### [Passage]
Don’t google the symptoms

Why did i wear thongs? Why didn’t I fix my toe polish? Is my tattoo fading? Why am I so fascinated with my feet right now?

I’m sitting in the doctors office waiting for my final round of results, the answer to why I have felt like I am 34 going on 90 for the past 6 weeks. I have done all the positive thinking I can about the fact I am definitely going to be okay…… hopefully. But right now here I sit, on the edge of knowing, and all I can think is that I finally understand the saying ‘ignorance is bliss’.

Right now anything is possible. I can believe that everything is going to be okay. I can convince myself that I am probably overreacting, but on the other side of this appointment are my definite answers and all of the sudden I don’t want to know. What if it is the big scary things that I have blocked from my mind? What if this is the way that I am going to feel for the rest of my life? Or the biggest, what if the rest of my life isn’t as long as I assumed it would be……..?

‘Doctor will see you now’ its my time. These are the moments you know that you are not brave, you are not positive, you are really scared. Do I run and live in constant limbo where it is not bad but it is not good, its just maybe…..I went in, the doctor told me that the results are in, I think I held my breath…

Then in a matter of seconds it was over, the answer was manageable and a relief, I could breath again. Also I still haven’t fixed my feet…. but one issue per day is enough right now.

### [Data section]
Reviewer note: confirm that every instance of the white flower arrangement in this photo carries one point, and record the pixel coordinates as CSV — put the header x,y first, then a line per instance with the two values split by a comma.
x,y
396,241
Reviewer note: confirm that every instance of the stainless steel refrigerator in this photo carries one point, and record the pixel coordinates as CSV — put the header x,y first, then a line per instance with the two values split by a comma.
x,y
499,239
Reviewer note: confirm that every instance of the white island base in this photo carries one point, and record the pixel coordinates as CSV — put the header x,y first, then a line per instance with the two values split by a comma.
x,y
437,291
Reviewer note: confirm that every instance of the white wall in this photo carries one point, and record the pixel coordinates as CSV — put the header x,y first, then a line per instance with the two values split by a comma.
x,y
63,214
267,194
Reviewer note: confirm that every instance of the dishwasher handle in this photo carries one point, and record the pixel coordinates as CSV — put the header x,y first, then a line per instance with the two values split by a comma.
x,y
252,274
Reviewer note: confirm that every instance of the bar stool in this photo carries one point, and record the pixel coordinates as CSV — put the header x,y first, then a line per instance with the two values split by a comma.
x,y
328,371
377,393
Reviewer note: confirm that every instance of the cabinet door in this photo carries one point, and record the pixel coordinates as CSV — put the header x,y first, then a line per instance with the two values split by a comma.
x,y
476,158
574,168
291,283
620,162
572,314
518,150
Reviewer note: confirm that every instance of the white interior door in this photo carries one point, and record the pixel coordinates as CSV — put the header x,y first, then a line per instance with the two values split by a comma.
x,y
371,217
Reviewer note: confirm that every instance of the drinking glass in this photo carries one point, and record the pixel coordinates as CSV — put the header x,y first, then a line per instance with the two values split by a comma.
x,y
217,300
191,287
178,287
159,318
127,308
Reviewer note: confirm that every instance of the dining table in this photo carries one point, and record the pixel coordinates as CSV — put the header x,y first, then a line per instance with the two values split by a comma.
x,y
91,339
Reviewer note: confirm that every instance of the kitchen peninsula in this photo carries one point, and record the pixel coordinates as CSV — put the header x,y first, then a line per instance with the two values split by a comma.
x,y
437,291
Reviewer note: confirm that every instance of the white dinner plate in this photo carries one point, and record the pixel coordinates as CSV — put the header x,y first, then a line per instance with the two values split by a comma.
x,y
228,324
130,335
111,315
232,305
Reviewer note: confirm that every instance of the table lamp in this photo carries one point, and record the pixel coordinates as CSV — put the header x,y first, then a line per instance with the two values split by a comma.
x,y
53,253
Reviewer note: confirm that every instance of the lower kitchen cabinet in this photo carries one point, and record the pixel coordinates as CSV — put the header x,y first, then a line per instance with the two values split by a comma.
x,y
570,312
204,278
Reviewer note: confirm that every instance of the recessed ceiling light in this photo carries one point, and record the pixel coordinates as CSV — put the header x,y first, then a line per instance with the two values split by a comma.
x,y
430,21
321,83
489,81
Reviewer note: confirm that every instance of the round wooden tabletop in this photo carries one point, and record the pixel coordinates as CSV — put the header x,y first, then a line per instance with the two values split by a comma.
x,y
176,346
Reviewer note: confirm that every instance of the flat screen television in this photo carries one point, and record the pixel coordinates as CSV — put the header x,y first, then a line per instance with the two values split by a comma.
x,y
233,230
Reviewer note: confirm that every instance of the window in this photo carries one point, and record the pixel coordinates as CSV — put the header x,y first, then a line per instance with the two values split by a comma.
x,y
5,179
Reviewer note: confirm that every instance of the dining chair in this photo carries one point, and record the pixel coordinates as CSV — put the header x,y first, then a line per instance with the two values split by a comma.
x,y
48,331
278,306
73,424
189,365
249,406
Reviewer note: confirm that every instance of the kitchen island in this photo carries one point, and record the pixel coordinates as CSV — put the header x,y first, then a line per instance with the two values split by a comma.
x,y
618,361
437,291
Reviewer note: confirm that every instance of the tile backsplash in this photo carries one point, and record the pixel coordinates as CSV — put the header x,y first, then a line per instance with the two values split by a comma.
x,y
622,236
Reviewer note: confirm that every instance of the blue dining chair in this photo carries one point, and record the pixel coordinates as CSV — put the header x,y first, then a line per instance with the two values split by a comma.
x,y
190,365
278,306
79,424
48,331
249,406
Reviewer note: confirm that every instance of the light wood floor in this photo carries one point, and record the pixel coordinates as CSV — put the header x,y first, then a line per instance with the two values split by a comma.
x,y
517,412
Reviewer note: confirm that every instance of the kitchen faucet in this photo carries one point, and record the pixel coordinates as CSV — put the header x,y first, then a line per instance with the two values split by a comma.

### [Problems and tasks]
**a.** According to the post, for how long has the writer felt like "34 going on 90"?
**b.** Please say whether each statement agrees with the post, answering yes or no and quoting the deciding words: (i) The writer is 34 years old. (ii) By the end, the writer has fixed the toe polish. (iii) The answer the doctor gave was a relief.

### [Answers]
**a.** For the past 6 weeks.

**b.**
(i) Yes: "I am 34 going on 90"
(ii) No: "Also I still haven’t fixed my feet"
(iii) Yes: "the answer was manageable and a relief"